Start of Block
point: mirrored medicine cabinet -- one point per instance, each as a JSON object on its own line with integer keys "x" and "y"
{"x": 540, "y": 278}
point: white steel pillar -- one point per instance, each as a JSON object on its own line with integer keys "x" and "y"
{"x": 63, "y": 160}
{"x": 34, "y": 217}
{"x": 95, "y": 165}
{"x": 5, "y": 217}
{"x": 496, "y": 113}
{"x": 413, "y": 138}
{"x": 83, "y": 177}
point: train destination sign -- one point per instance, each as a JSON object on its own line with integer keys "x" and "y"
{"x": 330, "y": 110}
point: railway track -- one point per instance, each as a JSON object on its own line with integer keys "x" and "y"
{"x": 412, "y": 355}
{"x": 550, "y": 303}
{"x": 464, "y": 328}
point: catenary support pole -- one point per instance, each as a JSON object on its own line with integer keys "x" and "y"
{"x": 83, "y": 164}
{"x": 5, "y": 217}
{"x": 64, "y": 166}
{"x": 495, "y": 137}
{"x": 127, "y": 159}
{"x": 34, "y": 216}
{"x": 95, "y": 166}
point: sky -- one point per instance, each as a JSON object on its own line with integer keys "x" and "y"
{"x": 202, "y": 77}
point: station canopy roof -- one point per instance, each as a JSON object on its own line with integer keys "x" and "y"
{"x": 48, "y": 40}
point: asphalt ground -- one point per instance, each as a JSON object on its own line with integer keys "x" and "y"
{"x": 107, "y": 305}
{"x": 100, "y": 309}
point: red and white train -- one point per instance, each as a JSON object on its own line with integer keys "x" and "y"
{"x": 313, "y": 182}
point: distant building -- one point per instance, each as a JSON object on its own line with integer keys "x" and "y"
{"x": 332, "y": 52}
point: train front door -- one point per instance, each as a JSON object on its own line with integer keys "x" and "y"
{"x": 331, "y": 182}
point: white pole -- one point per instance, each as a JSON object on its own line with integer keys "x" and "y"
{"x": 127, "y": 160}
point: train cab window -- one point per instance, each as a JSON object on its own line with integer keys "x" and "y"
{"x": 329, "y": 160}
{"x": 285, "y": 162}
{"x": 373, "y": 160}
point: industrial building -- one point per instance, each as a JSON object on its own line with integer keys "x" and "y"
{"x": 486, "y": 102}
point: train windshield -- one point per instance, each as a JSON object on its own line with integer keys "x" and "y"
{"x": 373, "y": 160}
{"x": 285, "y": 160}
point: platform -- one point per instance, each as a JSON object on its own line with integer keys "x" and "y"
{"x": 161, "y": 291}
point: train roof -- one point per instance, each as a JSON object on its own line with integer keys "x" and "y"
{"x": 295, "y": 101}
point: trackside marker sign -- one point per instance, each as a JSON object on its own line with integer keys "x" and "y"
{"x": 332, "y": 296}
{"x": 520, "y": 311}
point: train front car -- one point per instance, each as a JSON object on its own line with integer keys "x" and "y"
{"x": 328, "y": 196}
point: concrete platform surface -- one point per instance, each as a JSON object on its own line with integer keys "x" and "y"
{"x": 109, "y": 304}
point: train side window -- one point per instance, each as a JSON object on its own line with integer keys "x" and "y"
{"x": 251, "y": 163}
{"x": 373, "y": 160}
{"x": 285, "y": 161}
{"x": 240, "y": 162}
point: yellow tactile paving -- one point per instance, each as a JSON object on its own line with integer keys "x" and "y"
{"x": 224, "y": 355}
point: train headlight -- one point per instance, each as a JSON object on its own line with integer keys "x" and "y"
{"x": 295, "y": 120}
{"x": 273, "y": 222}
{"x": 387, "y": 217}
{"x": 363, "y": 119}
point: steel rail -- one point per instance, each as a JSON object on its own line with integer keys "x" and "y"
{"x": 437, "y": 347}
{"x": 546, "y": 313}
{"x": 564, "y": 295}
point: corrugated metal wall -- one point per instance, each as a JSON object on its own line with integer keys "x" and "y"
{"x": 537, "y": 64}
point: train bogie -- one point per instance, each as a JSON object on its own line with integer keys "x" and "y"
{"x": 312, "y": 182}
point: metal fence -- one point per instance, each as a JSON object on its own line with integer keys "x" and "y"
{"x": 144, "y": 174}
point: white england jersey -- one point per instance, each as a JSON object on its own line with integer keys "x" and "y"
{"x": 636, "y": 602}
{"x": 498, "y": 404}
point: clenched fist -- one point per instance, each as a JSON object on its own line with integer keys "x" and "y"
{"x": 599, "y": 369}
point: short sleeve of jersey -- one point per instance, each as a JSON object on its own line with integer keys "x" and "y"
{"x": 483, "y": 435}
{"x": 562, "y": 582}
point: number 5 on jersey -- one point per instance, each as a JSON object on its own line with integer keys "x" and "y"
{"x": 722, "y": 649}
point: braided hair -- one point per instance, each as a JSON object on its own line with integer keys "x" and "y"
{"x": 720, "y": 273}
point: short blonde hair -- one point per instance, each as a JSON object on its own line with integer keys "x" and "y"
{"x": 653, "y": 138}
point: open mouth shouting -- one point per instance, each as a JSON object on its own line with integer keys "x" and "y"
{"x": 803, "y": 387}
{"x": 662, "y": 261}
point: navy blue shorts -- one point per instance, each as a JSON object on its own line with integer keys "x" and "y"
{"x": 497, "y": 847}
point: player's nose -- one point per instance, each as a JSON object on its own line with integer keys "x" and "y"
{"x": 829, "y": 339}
End of Block
What is being asked =
All of the entries above need to be output again exactly.

Worked solution =
point: mirrored medicine cabinet -- one point per instance, each as a JSON object on its own line with integer keys "x" and "y"
{"x": 540, "y": 278}
point: white steel pillar -- one point per instance, each as a JSON object on its own line with integer keys "x" and "y"
{"x": 63, "y": 160}
{"x": 34, "y": 217}
{"x": 95, "y": 165}
{"x": 5, "y": 217}
{"x": 496, "y": 113}
{"x": 413, "y": 138}
{"x": 83, "y": 177}
point: train destination sign -- one point per instance, each as a JSON object on its own line with integer keys "x" and "y"
{"x": 330, "y": 110}
point: railway track -- one point per instance, each as a JSON object on its own line with integer keys "x" and "y"
{"x": 412, "y": 355}
{"x": 550, "y": 303}
{"x": 464, "y": 328}
point: catenary support pole -- one point per instance, each as a JSON object on its own line with integer keys "x" and "y"
{"x": 83, "y": 164}
{"x": 5, "y": 217}
{"x": 64, "y": 166}
{"x": 495, "y": 137}
{"x": 127, "y": 159}
{"x": 34, "y": 216}
{"x": 95, "y": 166}
point: sky -- one point per instance, each as a JSON object on its own line with integer keys "x" and "y"
{"x": 202, "y": 77}
point: station canopy roof -- one point per instance, each as a JSON object on its own line with integer keys "x" and "y"
{"x": 48, "y": 40}
point: asphalt ground -- one point per instance, each as a JSON object on its own line with integer keys "x" and "y"
{"x": 107, "y": 305}
{"x": 100, "y": 309}
point: red and white train -- one point per instance, each as a JSON object on its own line with integer keys "x" and "y"
{"x": 313, "y": 182}
point: distant building -- one point per instance, each as a JSON object on its own line with integer keys "x" and "y"
{"x": 332, "y": 52}
point: train front door -- one point per instance, each as a JSON object on its own line with integer keys "x" and "y"
{"x": 331, "y": 182}
point: white pole -- one point per instance, each as a JSON object on its own line with integer keys "x" and "y"
{"x": 127, "y": 160}
point: train cab window -- one point per instance, each as a JSON object on its own line with integer keys "x" and "y"
{"x": 329, "y": 160}
{"x": 285, "y": 162}
{"x": 373, "y": 160}
point: industrial building -- one point per instance, each as a JSON object on its own line with integer keys "x" and "y"
{"x": 486, "y": 102}
point: train windshield -- one point per instance, each as a JSON object on its own line with integer keys "x" and "y"
{"x": 373, "y": 160}
{"x": 285, "y": 160}
point: platform -- one point per instance, each as a JSON object on its own line with integer keys "x" and "y"
{"x": 161, "y": 291}
point: train roof -- one point per instance, each as a JSON object on its own line with integer keys "x" and "y"
{"x": 295, "y": 101}
point: trackside marker sign -- one point per instance, each as a JSON object on its own line with integer keys "x" and "y"
{"x": 332, "y": 296}
{"x": 520, "y": 311}
point: train front car -- one point per instance, each as a JSON object on its own line with integer keys "x" and "y"
{"x": 328, "y": 196}
point: concrete platform surface -- one point per instance, each as a JSON object on its own line with integer keys "x" and "y"
{"x": 109, "y": 304}
point: train side window -- one point per instance, each as a JSON object on its own line with integer keys "x" and "y"
{"x": 251, "y": 163}
{"x": 373, "y": 160}
{"x": 285, "y": 161}
{"x": 240, "y": 162}
point: yellow tactile paving -- one point per instance, each as a JSON object on its own line with integer keys "x" and "y"
{"x": 224, "y": 355}
point: train headlight -- one point per instance, each as a JSON object on its own line with integer keys "x" and "y"
{"x": 295, "y": 120}
{"x": 273, "y": 222}
{"x": 387, "y": 217}
{"x": 363, "y": 119}
point: steel rail -- one point per instance, each as a JSON object on its own line with integer keys "x" and "y"
{"x": 437, "y": 347}
{"x": 546, "y": 313}
{"x": 564, "y": 295}
point: corrugated metal wall -- one point per instance, each as a JSON object on its own line with integer keys "x" and "y"
{"x": 537, "y": 64}
point: train bogie -- one point per instance, each as a JSON object on its own line with integer keys "x" and "y"
{"x": 312, "y": 182}
point: metal fence -- one point per instance, each as a JSON object on its own line with integer keys "x" and "y"
{"x": 144, "y": 174}
point: white england jersey -- one point per instance, each as a JSON object on its own line with integer keys "x" and "y"
{"x": 636, "y": 602}
{"x": 498, "y": 404}
point: clenched fist -- one point per instance, each as a JSON object on its own line with integer keys "x" and "y"
{"x": 599, "y": 369}
point: short sleeve of jersey -- one point per instance, each as a JSON object on its own line with integer keys "x" and "y"
{"x": 483, "y": 435}
{"x": 562, "y": 582}
point: number 5 on jersey -- one point per instance, each as a JSON object on its own line with integer keys "x" and "y"
{"x": 722, "y": 649}
point: braided hair -- one point per instance, each as a JSON object on its own line with integer keys "x" and "y"
{"x": 720, "y": 273}
point: short blonde hair -- one point per instance, each as a JSON object on its own line with integer keys "x" and "y"
{"x": 653, "y": 138}
point: open mouth shouting -- one point per instance, each as a JSON object on its own line with integer keys "x" and "y"
{"x": 803, "y": 387}
{"x": 662, "y": 261}
point: navy blue shorts -- one point per instance, each as a JSON object on its own line with integer keys "x" and "y"
{"x": 497, "y": 847}
point: player's nose -- one point per instance, each as a JSON object on its own line with integer keys "x" and "y"
{"x": 829, "y": 339}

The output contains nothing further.